EXTRAIT CHOISI:

Recherche

Recension International

Le meilleur des mondes possibles
A propos de The World is Flat de Thomas Friedman


par Marie Garrau , le 20 novembre 2005






Recensé :

Thomas Friedman, The World is Flat. A Brief History of the 21st Century, New York, Farrar, Straus & Giroux, 2005.

Depuis sa sortie en mai 2005, The World is Flat, a Brief History of the 21st Century, le dernier livre de Thomas Friedman, se classe en tête des meilleures ventes de livres aux Etats-Unis. Ce succès n’est pas tout à fait le premier que connaisse l’auteur : chroniqueur au New York Times où il s’est fait le chantre du libéralisme économique, il a reçu le prestigieux Prix Pulitzer à trois reprises. Son style familier et sa volonté de rendre accessible à tous des phénomènes complexes sont devenus sa marque de fabrique, et constituent sans doute les raisons du succès de ses précédents livres. From Beirut to Jerusalem (1989) faisait la synthèse des 10 années passées par Friedman au Moyen-Orient en tant que grand reporter ; The Lexus and the Olive Tree (1999) s’interrogeait sur les mouvements de résistance, culturelle, politique ou identitaire, engendrés par la mondialisation. Best-sellers aux Etats-Unis, ils ont tous deux été traduits en plus de 20 langues... Si bien qu’il y a quelque ironie à voir Friedman raconter en prologue de son nouveau livre, la façon dont il se serait récemment « réveillé d’un long sommeil », pour se rendre compte d’un phénomène tout à fait stupéfiant : nous vivons désormais dans un monde globalisé, interconnecté, interdépendant, où les informations, les marchandises et les personnes circulent avec une intensité sans précédent. Sans doute son éditeur ne l’avait-il pas prévenu.

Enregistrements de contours
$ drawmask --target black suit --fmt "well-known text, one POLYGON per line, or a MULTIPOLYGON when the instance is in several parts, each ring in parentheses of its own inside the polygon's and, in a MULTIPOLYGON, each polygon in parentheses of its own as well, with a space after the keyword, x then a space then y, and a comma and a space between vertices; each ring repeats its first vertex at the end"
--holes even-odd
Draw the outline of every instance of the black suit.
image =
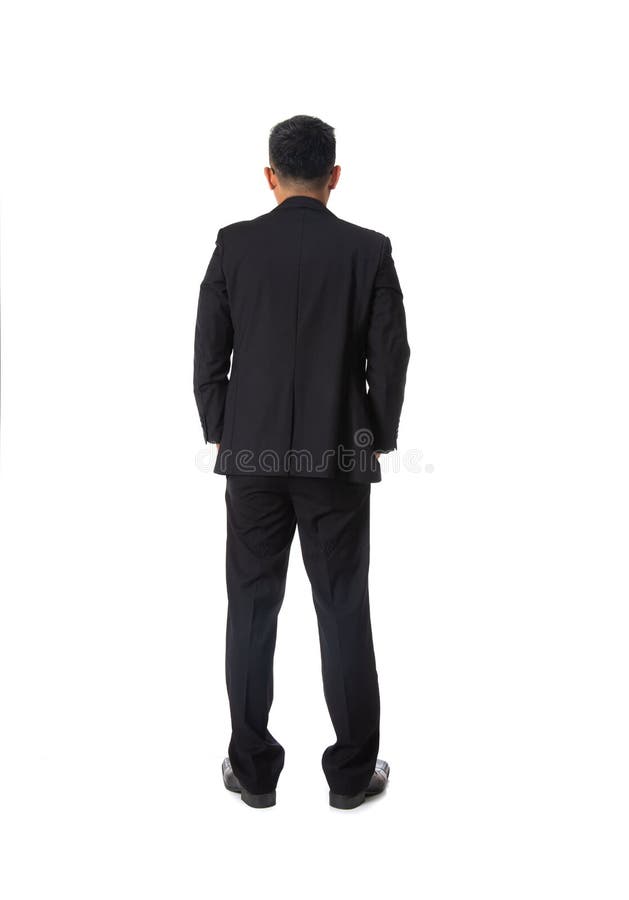
POLYGON ((219 229, 194 366, 215 472, 380 481, 409 356, 388 237, 298 196, 219 229))
POLYGON ((374 451, 397 448, 409 357, 388 237, 305 196, 219 229, 199 295, 194 392, 205 440, 221 445, 214 471, 227 475, 229 756, 251 793, 273 790, 284 764, 267 722, 297 527, 337 736, 323 769, 339 794, 364 790, 373 772, 369 504, 381 480, 374 451))

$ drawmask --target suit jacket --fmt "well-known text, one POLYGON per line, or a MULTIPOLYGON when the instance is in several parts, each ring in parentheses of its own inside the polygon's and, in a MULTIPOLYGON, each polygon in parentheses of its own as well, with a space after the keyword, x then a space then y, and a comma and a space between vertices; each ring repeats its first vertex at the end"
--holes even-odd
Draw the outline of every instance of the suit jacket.
POLYGON ((410 357, 402 297, 390 239, 313 197, 219 228, 193 379, 214 472, 381 481, 410 357))

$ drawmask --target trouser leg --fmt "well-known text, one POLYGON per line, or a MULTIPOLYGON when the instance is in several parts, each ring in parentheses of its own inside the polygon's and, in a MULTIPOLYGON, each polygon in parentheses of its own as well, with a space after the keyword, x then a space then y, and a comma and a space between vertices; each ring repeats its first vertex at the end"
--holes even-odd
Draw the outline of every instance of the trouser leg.
POLYGON ((279 476, 227 476, 225 676, 234 774, 251 793, 275 789, 284 748, 269 732, 277 617, 295 514, 279 476))
POLYGON ((337 738, 322 766, 332 791, 356 794, 369 784, 380 739, 368 587, 371 485, 293 477, 291 495, 337 738))

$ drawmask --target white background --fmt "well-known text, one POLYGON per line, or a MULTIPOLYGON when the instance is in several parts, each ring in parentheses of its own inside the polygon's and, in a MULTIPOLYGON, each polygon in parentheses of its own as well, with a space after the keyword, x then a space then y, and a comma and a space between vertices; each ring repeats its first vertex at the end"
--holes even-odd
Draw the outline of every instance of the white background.
POLYGON ((5 4, 6 900, 627 897, 623 12, 5 4), (223 788, 225 482, 192 394, 216 231, 274 207, 297 113, 336 128, 330 208, 391 238, 423 454, 372 488, 391 782, 348 813, 297 540, 278 804, 223 788))

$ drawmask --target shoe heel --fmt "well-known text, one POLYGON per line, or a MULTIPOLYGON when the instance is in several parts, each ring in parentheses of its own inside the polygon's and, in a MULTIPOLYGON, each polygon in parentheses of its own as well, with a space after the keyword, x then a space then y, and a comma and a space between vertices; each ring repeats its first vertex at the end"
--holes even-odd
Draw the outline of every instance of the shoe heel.
POLYGON ((250 794, 249 791, 243 790, 240 796, 247 806, 252 806, 254 809, 266 809, 268 806, 275 806, 275 791, 271 791, 268 794, 250 794))
POLYGON ((330 806, 333 806, 334 809, 356 809, 356 807, 360 806, 364 801, 365 797, 365 791, 361 791, 359 794, 353 794, 352 796, 335 794, 334 791, 330 791, 330 806))

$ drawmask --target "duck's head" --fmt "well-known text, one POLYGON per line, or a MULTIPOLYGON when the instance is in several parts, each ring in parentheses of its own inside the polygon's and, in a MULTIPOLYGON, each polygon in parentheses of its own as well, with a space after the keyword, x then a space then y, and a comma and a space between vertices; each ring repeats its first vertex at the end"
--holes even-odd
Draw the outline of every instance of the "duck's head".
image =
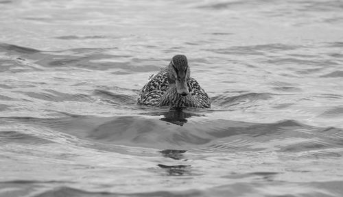
POLYGON ((172 58, 169 65, 168 79, 171 83, 175 83, 176 91, 182 96, 189 94, 187 79, 191 71, 188 66, 187 57, 183 55, 176 55, 172 58))

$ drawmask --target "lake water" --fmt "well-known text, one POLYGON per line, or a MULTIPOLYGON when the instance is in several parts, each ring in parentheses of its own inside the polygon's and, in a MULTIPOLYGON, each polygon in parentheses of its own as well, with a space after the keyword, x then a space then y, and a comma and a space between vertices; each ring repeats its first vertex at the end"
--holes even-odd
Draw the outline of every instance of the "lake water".
POLYGON ((0 0, 0 196, 342 196, 343 1, 0 0), (210 109, 137 106, 188 57, 210 109))

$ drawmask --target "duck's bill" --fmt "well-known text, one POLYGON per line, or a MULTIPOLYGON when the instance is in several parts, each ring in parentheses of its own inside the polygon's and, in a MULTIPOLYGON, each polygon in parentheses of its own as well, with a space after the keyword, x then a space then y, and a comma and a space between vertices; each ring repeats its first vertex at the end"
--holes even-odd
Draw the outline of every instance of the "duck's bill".
POLYGON ((180 80, 178 81, 176 80, 176 90, 178 94, 182 96, 186 96, 189 94, 189 91, 188 91, 187 83, 186 83, 186 80, 180 80))

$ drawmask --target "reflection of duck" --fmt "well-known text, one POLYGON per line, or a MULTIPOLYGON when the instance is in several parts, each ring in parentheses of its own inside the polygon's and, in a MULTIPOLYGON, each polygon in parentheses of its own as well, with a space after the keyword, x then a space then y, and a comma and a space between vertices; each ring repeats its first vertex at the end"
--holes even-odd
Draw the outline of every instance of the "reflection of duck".
MULTIPOLYGON (((146 113, 144 114, 147 114, 146 113)), ((187 119, 192 116, 202 116, 193 113, 185 112, 182 110, 169 110, 168 111, 153 112, 148 113, 150 116, 163 116, 163 118, 160 118, 162 121, 168 122, 172 124, 175 124, 179 126, 187 122, 187 119)))
POLYGON ((209 96, 190 73, 186 56, 174 56, 169 66, 143 87, 138 104, 172 109, 210 107, 209 96))

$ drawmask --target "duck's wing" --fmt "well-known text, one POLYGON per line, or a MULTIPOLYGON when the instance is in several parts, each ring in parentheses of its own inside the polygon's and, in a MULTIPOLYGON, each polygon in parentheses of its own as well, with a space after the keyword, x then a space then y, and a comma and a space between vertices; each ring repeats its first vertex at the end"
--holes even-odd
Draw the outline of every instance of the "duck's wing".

CONSIGNES:
• a. Réécrivez le passage de la recension de The World is Flat qui va de "par Marie Garrau" jusqu'à "Straus & Giroux, 2005.", en substituant "Ouvrage recensé" à "Recensé".
• b. Rédigez la suite de la recension de The World is Flat, à partir de sa dernière phrase.

RÉPONSES PAR CONSIGNE:
• a.
par Marie Garrau , le 20 novembre 2005






Ouvrage recensé :

Thomas Friedman, The World is Flat. A Brief History of the 21st Century, New York, Farrar, Straus & Giroux, 2005.

• b.
La révélation

C’est au cours d’un voyage dans la Silicon Valley indienne, à Bangalore, que Thomas Friedman écrit avoir eu la révélation de la révolution en cours. Parti tourner un documentaire sur les délocalisations, Friedman se retrouve à discuter avec Nandan Nilekani, le directeur de la compagnie Infosys Technologies Limited. Après lui avoir fait visiter ses locaux ultramodernes dotés d’un golf, d’une piscine et d’un centre de remise en forme, puis montré les logiciels conçus par ses employés pour les entreprises américaines, Nilekani lui suggère que « le terrain de jeu est en train d’être nivelé ». Les entreprises indiennes ne sont plus simplement des sous-traitants pour les entreprises américaines. Elles sont désormais en mesure de rivaliser avec elles, y compris dans des domaines d’activité requerrant de hautes qualifications.

Il n’en faut pas davantage à Friedman pour sortir de son « sommeil dogmatique » : le nivellement évoqué par Nilekani devient « l’aplanissement du monde », et loin de le limiter au domaine économique, Friedman en fait le dénominateur commun de l’ensemble des processus qui traversent nos sociétés... « Le monde est plat », ou en train de le devenir à grande vitesse. De cette métaphore inaugurale sourd l’ensemble du livre.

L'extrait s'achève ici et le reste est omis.